▸ Source document
______
Upstate professor leads team to develop, launch first ECMO Specialist Certification exam

An Upstate Medical University professor led a team of specialists from across the country to develop the first certification exam for an advanced piece of operating room equipment that is being used frequently with severely ill COVID-19 patients.

Jeffrey Riley, MHPE, CCP Emeritus, LP, is a research associate professor in the department of cardiovascular perfusion at Upstate. Riley has been a perfusionist—the person who operates the heart-lung machines during open-heart surgery and life-support equipment in the ICU—for 46 years, with most of his career spent at the Mayo Clinic.

For the last decade, Riley has been working with the American Society of Extracorporeal Technology to develop an official certification for the operation of a common tool used by perfusionists: the ECMO machine. ECMO stands for extracorporeal membrane oxygenation. The ECMO machine handles oxygen delivery to the patient’s body, allowing a person’s lungs to rest and heal. Patients can rely on an ECMO machine for a few hours or weeks at a time. The device has been in high demand – right along with ventilators – for some of the most severely ill COVID-19 patients, Riley said.
______
▸ Work to be completed
Quote the ECMO certification article word for word, beginning at "For the last" and stopping after "patients, Riley said.".

▸ Extracted records
______
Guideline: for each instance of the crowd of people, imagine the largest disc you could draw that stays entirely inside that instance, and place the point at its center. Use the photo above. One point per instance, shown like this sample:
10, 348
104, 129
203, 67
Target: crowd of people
______
▸ Worked solution
For the last decade, Riley has been working with the American Society of Extracorporeal Technology to develop an official certification for the operation of a common tool used by perfusionists: the ECMO machine. ECMO stands for extracorporeal membrane oxygenation. The ECMO machine handles oxygen delivery to the patient’s body, allowing a person’s lungs to rest and heal. Patients can rely on an ECMO machine for a few hours or weeks at a time. The device has been in high demand – right along with ventilators – for some of the most severely ill COVID-19 patients, Riley said.